• **Problem**: Print out the entries below with no edits.

(Point labeling examples)
* * * * * * * * *

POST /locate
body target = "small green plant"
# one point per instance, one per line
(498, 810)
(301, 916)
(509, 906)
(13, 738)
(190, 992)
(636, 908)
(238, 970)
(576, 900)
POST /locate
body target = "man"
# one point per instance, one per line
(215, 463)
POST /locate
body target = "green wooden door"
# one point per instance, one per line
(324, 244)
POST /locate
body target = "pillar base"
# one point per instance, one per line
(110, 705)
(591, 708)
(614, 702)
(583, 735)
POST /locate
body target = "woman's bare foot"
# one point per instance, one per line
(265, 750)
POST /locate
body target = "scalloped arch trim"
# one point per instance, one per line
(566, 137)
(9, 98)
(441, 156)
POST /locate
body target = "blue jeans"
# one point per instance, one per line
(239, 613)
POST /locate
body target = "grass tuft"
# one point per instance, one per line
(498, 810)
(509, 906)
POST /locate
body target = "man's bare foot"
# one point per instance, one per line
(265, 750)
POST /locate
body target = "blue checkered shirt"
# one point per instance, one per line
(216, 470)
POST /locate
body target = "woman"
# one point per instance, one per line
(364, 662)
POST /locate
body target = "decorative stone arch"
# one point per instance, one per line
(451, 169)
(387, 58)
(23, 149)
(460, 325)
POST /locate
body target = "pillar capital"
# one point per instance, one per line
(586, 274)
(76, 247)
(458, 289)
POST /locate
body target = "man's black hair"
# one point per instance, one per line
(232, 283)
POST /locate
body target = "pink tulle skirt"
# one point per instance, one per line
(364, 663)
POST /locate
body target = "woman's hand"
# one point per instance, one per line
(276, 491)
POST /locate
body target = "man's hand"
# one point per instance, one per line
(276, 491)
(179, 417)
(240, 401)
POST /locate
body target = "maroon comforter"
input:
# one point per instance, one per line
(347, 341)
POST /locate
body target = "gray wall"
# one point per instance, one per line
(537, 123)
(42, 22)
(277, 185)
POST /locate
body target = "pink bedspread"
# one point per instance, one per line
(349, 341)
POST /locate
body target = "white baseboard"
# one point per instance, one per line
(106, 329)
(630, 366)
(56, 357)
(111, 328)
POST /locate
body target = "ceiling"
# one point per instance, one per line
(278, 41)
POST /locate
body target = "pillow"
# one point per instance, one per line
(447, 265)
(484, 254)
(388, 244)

* * * * * * * * *

• **The reply**:
POST /locate
body target = "small green plant"
# one point per instance, one per line
(498, 810)
(301, 916)
(509, 906)
(13, 738)
(190, 992)
(636, 908)
(238, 970)
(576, 900)
POST /locate
body target = "man"
# one point per instance, one per line
(215, 463)
POST /locate
body target = "green wooden door"
# one point per instance, one per line
(324, 244)
POST /locate
body target = "pillar base"
# one point per instance, one per line
(110, 705)
(591, 708)
(614, 702)
(583, 735)
POST /locate
body target = "woman's bare foot"
# one point per instance, one per line
(265, 750)
POST /locate
body target = "scalloped arch trim"
# one point per instance, one per line
(566, 137)
(9, 98)
(441, 156)
POST /locate
body target = "blue jeans"
# one point per instance, one per line
(239, 613)
POST /locate
body target = "grass tuft"
# one point per instance, one per line
(498, 810)
(509, 906)
POST /locate
body target = "man's bare foot"
# one point per instance, one per line
(265, 750)
POST /locate
body target = "blue checkered shirt"
# one point per instance, one per line
(216, 470)
POST /locate
body target = "woman"
# one point per instance, one per line
(364, 662)
POST /locate
body target = "decorative stone arch"
# one point per instance, one per line
(451, 169)
(387, 58)
(23, 149)
(460, 325)
POST /locate
body target = "pillar capital"
# one point per instance, one per line
(586, 274)
(76, 247)
(458, 289)
POST /locate
body target = "man's black hair"
# one point per instance, one per line
(232, 283)
POST /locate
body target = "pink tulle skirt"
# one point per instance, one per line
(364, 663)
POST /locate
body target = "woman's hand"
# one point per instance, one per line
(276, 491)
POST /locate
body target = "man's hand"
# one point per instance, one per line
(276, 491)
(179, 417)
(240, 401)
POST /locate
body target = "maroon comforter"
input:
# one point per instance, one per line
(347, 341)
POST /locate
body target = "gray wall"
# one point per instance, one per line
(537, 123)
(42, 22)
(277, 185)
POST /locate
body target = "pink bedspread"
# one point per instance, one per line
(349, 341)
POST /locate
body target = "white baseboard"
# one point per instance, one per line
(106, 329)
(630, 366)
(56, 357)
(111, 328)
POST /locate
body target = "ceiling"
# one point per instance, one per line
(278, 41)
POST /locate
body target = "pillow"
# one point per instance, one per line
(447, 265)
(484, 254)
(388, 244)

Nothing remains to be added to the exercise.